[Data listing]
..............................

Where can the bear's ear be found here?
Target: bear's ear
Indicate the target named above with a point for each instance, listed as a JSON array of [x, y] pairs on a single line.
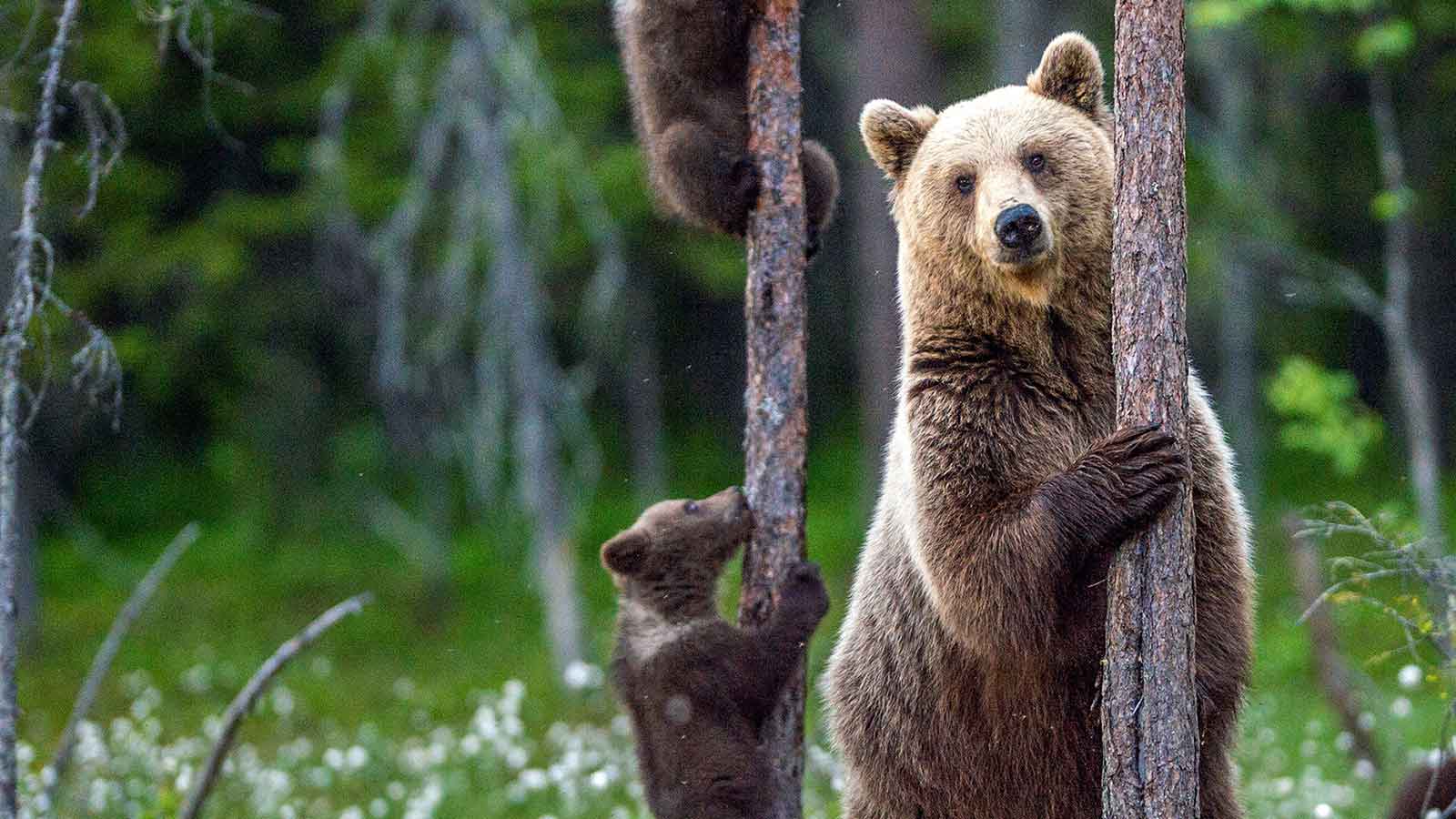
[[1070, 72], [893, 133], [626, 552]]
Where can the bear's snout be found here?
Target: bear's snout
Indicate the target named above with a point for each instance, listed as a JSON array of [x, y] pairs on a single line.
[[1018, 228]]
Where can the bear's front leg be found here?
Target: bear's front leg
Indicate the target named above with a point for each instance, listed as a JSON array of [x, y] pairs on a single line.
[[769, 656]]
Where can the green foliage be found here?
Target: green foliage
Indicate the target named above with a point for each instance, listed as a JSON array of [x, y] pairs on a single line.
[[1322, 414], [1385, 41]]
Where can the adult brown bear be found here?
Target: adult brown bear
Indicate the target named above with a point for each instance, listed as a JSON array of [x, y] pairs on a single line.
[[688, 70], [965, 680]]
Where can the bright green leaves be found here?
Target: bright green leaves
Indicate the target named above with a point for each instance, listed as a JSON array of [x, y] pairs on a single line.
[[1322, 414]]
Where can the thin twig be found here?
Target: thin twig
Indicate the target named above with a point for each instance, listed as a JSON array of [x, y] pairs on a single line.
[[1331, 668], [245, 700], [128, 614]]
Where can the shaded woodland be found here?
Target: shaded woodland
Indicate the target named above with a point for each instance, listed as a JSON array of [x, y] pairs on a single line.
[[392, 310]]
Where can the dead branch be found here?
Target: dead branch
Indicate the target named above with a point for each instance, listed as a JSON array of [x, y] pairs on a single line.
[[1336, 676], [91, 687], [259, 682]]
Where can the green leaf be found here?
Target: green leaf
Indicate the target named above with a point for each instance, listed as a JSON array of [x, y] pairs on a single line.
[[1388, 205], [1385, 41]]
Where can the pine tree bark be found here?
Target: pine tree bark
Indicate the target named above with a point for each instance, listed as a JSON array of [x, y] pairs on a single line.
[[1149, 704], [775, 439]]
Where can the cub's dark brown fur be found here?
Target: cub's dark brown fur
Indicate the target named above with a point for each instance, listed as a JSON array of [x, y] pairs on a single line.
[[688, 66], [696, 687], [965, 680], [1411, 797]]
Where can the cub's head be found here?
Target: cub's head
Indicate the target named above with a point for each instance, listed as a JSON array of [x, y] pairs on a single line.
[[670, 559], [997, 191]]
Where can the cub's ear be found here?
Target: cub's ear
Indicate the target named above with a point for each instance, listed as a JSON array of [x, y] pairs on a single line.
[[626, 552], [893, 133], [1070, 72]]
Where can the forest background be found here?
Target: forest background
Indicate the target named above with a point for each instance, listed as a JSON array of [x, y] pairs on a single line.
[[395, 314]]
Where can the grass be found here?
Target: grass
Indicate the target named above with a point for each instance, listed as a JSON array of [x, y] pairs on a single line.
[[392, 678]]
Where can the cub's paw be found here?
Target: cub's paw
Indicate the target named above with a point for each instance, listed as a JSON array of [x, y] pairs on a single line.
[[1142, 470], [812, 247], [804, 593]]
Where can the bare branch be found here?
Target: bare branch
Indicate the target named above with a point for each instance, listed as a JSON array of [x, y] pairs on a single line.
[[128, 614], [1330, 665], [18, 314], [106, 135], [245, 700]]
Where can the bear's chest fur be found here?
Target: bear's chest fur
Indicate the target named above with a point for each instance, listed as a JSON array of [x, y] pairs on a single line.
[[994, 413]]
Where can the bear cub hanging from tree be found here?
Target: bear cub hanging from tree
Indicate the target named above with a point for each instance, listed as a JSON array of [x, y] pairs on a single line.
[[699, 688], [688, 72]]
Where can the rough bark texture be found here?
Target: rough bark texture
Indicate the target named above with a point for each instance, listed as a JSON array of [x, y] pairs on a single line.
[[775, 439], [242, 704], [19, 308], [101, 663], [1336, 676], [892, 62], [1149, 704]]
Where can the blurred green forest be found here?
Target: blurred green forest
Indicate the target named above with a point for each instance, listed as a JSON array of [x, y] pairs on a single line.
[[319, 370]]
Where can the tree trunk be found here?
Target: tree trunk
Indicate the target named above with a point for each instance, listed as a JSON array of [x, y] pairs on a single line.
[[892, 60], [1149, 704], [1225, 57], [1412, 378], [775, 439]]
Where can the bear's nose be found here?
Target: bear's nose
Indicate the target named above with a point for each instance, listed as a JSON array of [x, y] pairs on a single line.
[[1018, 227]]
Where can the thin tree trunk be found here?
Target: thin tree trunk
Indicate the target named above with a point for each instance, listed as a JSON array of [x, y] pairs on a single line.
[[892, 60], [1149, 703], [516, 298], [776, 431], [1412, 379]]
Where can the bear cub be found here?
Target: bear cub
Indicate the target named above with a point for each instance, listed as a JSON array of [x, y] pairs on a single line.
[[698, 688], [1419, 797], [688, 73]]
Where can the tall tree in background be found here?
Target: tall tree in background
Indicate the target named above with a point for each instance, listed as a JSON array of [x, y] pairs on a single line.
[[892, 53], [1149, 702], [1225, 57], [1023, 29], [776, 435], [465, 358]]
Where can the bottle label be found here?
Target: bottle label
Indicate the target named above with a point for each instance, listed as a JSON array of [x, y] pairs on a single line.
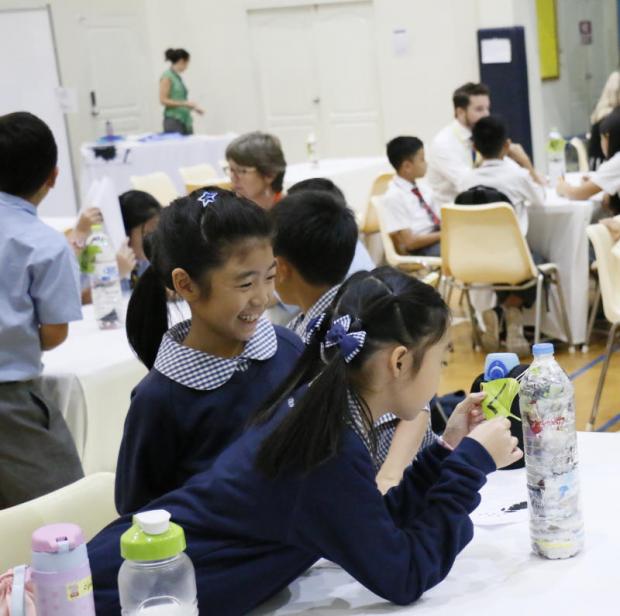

..............................

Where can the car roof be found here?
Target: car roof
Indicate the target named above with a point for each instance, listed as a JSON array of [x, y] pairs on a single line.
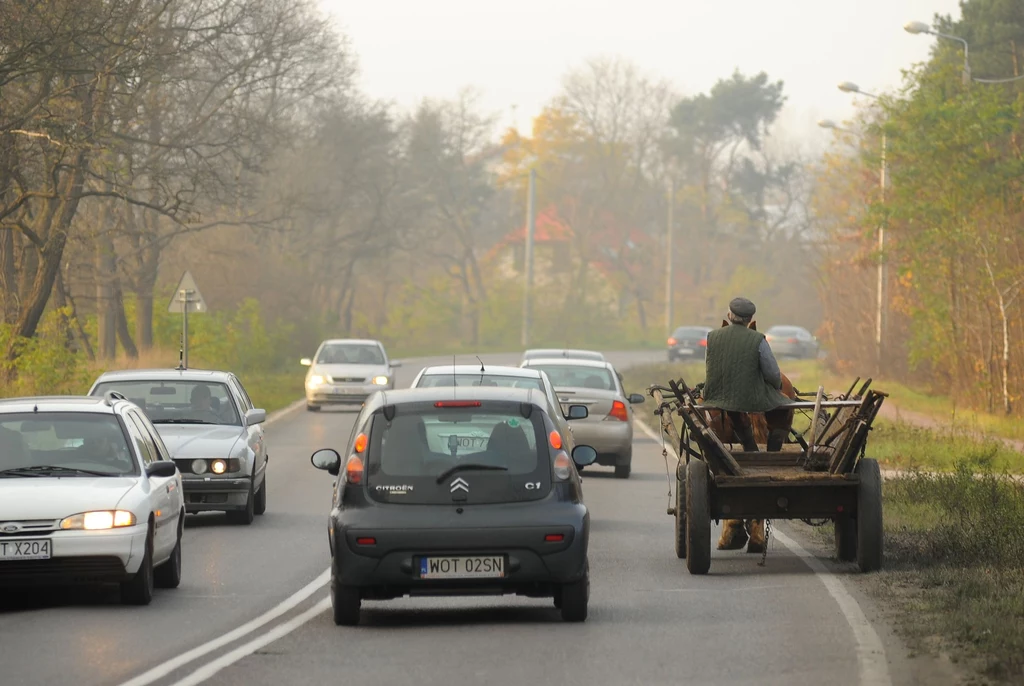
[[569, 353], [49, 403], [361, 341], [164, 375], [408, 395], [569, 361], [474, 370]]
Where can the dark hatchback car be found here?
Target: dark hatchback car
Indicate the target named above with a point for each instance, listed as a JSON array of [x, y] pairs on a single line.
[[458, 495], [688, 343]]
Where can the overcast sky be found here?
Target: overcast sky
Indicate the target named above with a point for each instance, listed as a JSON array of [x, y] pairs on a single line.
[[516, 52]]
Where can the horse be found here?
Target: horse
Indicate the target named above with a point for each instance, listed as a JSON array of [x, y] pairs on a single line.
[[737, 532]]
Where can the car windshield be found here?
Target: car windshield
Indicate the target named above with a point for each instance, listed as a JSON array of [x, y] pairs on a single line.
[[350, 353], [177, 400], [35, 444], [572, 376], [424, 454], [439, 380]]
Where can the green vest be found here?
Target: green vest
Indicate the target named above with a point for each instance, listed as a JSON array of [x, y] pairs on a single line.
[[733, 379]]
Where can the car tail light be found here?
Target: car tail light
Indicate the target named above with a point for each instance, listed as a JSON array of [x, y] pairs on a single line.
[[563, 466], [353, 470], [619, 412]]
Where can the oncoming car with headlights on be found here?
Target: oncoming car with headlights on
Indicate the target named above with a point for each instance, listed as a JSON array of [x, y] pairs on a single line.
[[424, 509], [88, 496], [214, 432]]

..............................

Switch "snout" to "nose" in the stretch of data from the line containing "Where can the bear's ear be found here?" through the line containing "[[1018, 228]]", and give those lines back with nothing else changed. Leave the pictures out of your answer.

Where can the bear's ear be found here?
Target: bear's ear
Indicate the target named above with a point for each instance, listed as a JSON array of [x, y] pairs on a single line.
[[1070, 72], [893, 133], [626, 552]]
Where can the bear's nose be found here?
Target: bear's nose
Indicate the target named above with a point for each instance, listed as a JSON array of [x, y] pairs on a single line.
[[1018, 228]]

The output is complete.